Write out all of the lines below, exactly and completely.

[Point-per-instance localization data]
-------------------------
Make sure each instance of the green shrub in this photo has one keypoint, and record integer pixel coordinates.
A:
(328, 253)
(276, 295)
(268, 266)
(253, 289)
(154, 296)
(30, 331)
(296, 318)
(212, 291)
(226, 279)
-------------------------
REPLY:
Make sure each instance of the green shrub in this photo has one keypoint, and record integer pixel coordinates.
A:
(328, 253)
(276, 295)
(268, 266)
(253, 289)
(154, 296)
(30, 331)
(296, 318)
(212, 291)
(226, 279)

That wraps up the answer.